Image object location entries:

►

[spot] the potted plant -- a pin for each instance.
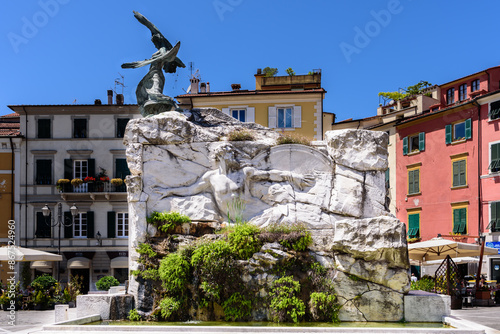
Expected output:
(60, 184)
(116, 182)
(76, 182)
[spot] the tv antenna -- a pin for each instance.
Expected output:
(120, 82)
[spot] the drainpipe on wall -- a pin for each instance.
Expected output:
(479, 165)
(26, 182)
(12, 180)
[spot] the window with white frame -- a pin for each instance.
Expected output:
(80, 225)
(285, 117)
(241, 113)
(122, 224)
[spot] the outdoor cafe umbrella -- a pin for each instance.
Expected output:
(20, 254)
(438, 249)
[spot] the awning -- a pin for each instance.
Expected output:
(41, 265)
(79, 263)
(119, 262)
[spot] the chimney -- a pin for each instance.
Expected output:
(119, 99)
(203, 87)
(194, 85)
(110, 96)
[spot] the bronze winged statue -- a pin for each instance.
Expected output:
(149, 91)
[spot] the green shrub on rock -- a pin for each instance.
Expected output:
(106, 282)
(285, 305)
(243, 240)
(237, 307)
(174, 273)
(324, 307)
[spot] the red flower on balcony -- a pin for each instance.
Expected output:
(89, 179)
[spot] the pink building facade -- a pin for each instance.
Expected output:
(448, 165)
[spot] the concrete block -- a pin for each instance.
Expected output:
(61, 313)
(109, 307)
(422, 306)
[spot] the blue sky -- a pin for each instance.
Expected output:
(59, 51)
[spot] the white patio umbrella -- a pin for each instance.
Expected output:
(439, 248)
(20, 254)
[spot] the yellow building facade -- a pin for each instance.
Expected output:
(289, 104)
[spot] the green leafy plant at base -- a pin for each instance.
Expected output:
(216, 269)
(237, 307)
(424, 284)
(324, 307)
(241, 135)
(133, 315)
(285, 304)
(243, 240)
(106, 282)
(293, 236)
(166, 221)
(292, 139)
(174, 272)
(169, 306)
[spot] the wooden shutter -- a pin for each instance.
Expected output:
(111, 224)
(468, 128)
(456, 173)
(90, 225)
(448, 134)
(68, 169)
(271, 123)
(250, 115)
(68, 228)
(421, 141)
(297, 116)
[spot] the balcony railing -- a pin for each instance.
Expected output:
(95, 187)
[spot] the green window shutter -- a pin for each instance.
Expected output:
(121, 168)
(421, 141)
(111, 224)
(68, 228)
(448, 133)
(468, 128)
(68, 169)
(90, 225)
(91, 164)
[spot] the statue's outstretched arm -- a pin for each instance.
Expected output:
(142, 19)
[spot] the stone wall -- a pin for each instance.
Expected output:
(184, 162)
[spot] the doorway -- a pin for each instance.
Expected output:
(495, 269)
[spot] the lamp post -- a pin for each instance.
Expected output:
(60, 222)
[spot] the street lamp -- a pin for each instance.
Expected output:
(60, 222)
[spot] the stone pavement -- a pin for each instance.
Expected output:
(32, 321)
(486, 316)
(29, 321)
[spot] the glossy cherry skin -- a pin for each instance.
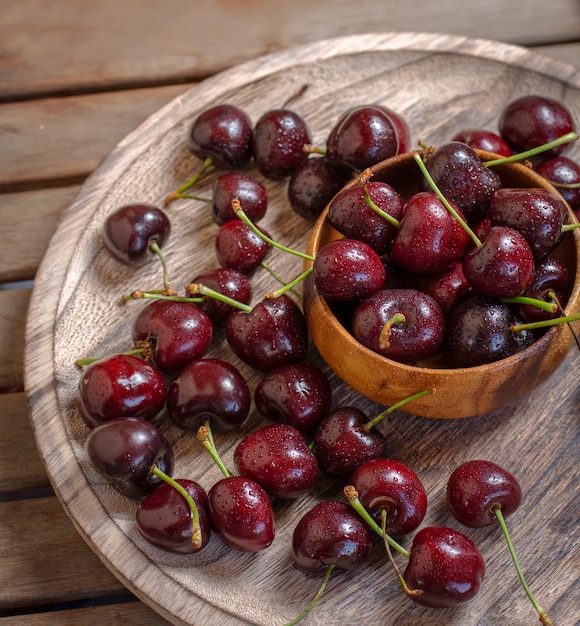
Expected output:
(503, 267)
(272, 334)
(164, 518)
(534, 120)
(417, 336)
(223, 133)
(298, 394)
(342, 442)
(180, 331)
(241, 513)
(430, 239)
(237, 246)
(390, 486)
(248, 190)
(120, 386)
(209, 389)
(476, 487)
(279, 137)
(446, 565)
(278, 458)
(129, 231)
(479, 331)
(331, 533)
(125, 450)
(350, 214)
(228, 282)
(347, 270)
(536, 213)
(362, 136)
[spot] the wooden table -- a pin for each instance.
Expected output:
(75, 78)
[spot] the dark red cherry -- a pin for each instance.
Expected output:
(223, 133)
(125, 450)
(279, 138)
(331, 533)
(241, 514)
(363, 136)
(347, 269)
(129, 231)
(164, 517)
(120, 386)
(390, 488)
(278, 458)
(297, 394)
(180, 331)
(476, 488)
(446, 566)
(237, 186)
(237, 246)
(534, 120)
(209, 389)
(272, 334)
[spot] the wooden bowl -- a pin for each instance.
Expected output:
(459, 392)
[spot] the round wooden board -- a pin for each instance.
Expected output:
(439, 84)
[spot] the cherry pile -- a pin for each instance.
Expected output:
(410, 275)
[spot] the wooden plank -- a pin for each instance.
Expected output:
(39, 571)
(101, 45)
(20, 464)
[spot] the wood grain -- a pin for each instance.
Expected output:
(75, 312)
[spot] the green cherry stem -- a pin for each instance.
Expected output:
(544, 617)
(196, 538)
(352, 496)
(317, 597)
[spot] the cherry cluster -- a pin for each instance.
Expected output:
(376, 272)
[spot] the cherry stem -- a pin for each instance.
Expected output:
(352, 496)
(196, 538)
(520, 156)
(317, 597)
(236, 206)
(396, 406)
(544, 617)
(205, 437)
(178, 193)
(363, 180)
(446, 203)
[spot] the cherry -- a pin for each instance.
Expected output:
(271, 334)
(248, 190)
(279, 137)
(230, 283)
(482, 139)
(125, 450)
(401, 324)
(297, 394)
(480, 331)
(445, 566)
(179, 331)
(536, 213)
(313, 184)
(130, 230)
(209, 389)
(392, 493)
(164, 518)
(363, 136)
(533, 120)
(120, 385)
(239, 247)
(347, 269)
(430, 239)
(224, 134)
(278, 458)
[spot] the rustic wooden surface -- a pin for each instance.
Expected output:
(68, 96)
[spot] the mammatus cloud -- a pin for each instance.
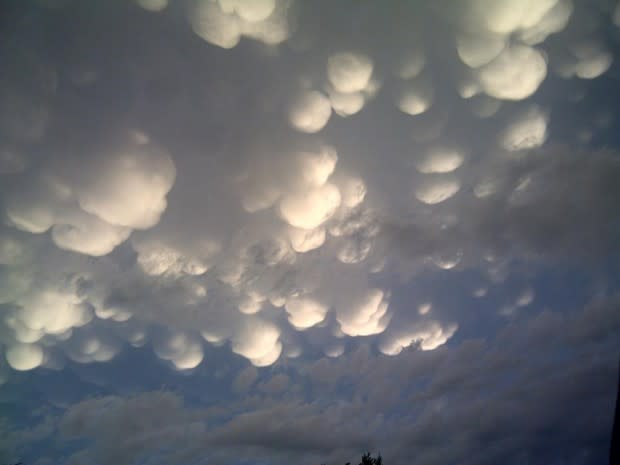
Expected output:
(153, 425)
(327, 228)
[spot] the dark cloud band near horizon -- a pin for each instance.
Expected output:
(268, 231)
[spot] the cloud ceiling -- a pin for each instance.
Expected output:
(261, 177)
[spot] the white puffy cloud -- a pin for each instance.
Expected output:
(156, 258)
(87, 234)
(128, 186)
(346, 104)
(349, 71)
(515, 74)
(364, 314)
(585, 59)
(476, 51)
(89, 346)
(527, 130)
(52, 311)
(305, 312)
(182, 349)
(416, 96)
(224, 22)
(310, 209)
(440, 160)
(428, 334)
(310, 112)
(304, 240)
(436, 190)
(259, 341)
(24, 357)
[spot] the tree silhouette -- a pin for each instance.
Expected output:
(368, 459)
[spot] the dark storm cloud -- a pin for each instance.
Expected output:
(360, 203)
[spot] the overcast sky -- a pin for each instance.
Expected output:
(291, 231)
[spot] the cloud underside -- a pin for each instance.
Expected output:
(286, 210)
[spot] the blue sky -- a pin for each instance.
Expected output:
(275, 231)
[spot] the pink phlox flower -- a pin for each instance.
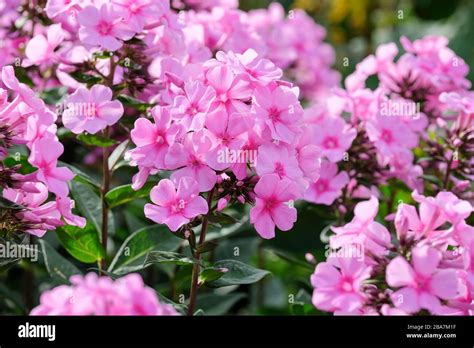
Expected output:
(226, 131)
(271, 208)
(192, 107)
(279, 110)
(40, 50)
(91, 110)
(328, 187)
(44, 155)
(94, 295)
(363, 230)
(421, 284)
(104, 27)
(339, 283)
(334, 137)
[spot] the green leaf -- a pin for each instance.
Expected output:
(213, 304)
(117, 154)
(168, 257)
(90, 205)
(58, 267)
(210, 274)
(238, 273)
(95, 140)
(133, 252)
(83, 244)
(124, 194)
(134, 103)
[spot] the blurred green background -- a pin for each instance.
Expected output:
(355, 28)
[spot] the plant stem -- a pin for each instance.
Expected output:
(105, 189)
(197, 255)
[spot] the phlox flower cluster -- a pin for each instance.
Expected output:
(27, 123)
(421, 102)
(423, 266)
(94, 295)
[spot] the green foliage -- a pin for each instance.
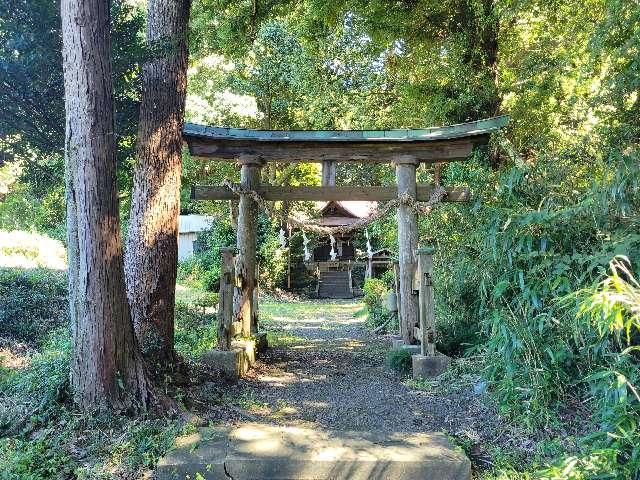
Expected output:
(196, 332)
(399, 360)
(375, 295)
(33, 302)
(32, 124)
(202, 271)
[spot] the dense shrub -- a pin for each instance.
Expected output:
(195, 331)
(202, 271)
(399, 360)
(33, 302)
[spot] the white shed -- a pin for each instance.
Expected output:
(188, 229)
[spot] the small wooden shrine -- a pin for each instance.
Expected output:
(334, 257)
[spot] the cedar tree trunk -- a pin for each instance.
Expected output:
(107, 369)
(152, 245)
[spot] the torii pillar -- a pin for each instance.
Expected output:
(407, 243)
(245, 301)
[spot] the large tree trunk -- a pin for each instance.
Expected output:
(107, 369)
(152, 243)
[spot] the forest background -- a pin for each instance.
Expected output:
(523, 273)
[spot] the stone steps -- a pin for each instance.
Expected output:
(255, 451)
(334, 284)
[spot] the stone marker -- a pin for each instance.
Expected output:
(263, 452)
(425, 367)
(248, 347)
(233, 363)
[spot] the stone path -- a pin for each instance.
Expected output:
(327, 370)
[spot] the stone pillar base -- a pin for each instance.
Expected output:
(429, 367)
(233, 363)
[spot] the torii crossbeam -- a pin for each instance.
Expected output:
(404, 148)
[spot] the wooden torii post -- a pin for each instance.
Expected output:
(403, 148)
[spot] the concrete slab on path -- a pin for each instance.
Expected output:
(253, 451)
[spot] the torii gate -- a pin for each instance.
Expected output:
(404, 148)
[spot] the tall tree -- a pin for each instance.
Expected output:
(107, 369)
(152, 244)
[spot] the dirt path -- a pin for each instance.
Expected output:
(326, 370)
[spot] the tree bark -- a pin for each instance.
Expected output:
(407, 244)
(152, 245)
(107, 369)
(244, 305)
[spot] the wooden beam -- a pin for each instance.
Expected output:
(312, 151)
(244, 308)
(328, 193)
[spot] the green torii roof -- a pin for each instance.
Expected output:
(463, 130)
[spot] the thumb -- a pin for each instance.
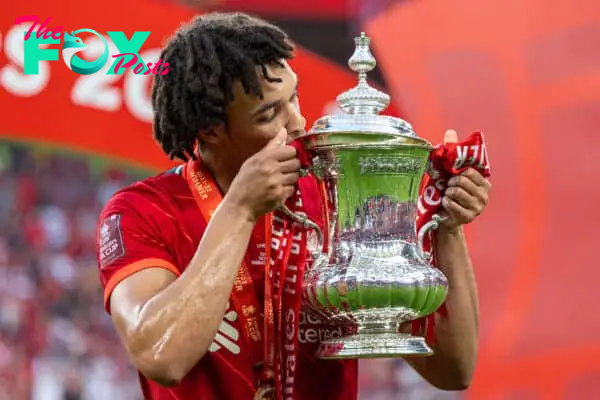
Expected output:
(451, 136)
(279, 139)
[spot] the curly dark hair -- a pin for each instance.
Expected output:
(206, 57)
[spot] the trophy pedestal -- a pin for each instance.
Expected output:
(374, 345)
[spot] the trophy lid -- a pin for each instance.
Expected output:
(360, 122)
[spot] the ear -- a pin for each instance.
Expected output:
(212, 135)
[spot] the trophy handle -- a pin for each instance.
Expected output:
(307, 223)
(429, 226)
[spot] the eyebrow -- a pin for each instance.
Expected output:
(272, 104)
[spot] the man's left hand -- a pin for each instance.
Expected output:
(467, 194)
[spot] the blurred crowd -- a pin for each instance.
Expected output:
(56, 341)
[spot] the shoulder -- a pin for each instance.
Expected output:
(149, 196)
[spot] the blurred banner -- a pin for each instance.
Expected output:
(526, 72)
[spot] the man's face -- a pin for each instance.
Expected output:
(252, 121)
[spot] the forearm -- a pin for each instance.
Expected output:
(453, 364)
(176, 327)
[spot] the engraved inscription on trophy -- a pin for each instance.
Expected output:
(388, 165)
(327, 166)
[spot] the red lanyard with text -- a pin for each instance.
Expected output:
(259, 334)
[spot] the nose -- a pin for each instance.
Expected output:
(296, 122)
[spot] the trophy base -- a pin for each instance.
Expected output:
(374, 345)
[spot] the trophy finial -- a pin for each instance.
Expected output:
(363, 99)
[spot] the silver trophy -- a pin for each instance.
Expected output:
(374, 274)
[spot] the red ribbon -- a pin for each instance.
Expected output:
(445, 161)
(272, 341)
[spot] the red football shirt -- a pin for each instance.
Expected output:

◄

## Required task
Reproduce only the lines running from the one with "[spot] the engraved" through the final line of the listing above, both ends included.

## Exercise answer
[spot] the engraved inscription on trophy -- a pin for each instance.
Expected output:
(388, 165)
(327, 166)
[spot] the red lanyard with text -- a pin for each instance.
Expected output:
(259, 334)
[spot] the nose -- a pin for each instance.
Expected output:
(296, 122)
[spot] the trophy base -- a pin for each instance.
Expected output:
(374, 345)
[spot] the trophy finial -- a pin for each instance.
Expected output:
(363, 99)
[spot] the silver trophy -- a pin for each instance.
Expected output:
(374, 274)
[spot] the red ribbon -- a pin for each instance.
Expected output:
(445, 161)
(272, 341)
[spot] the red football shirt -- a pin for each instance.
Expected output:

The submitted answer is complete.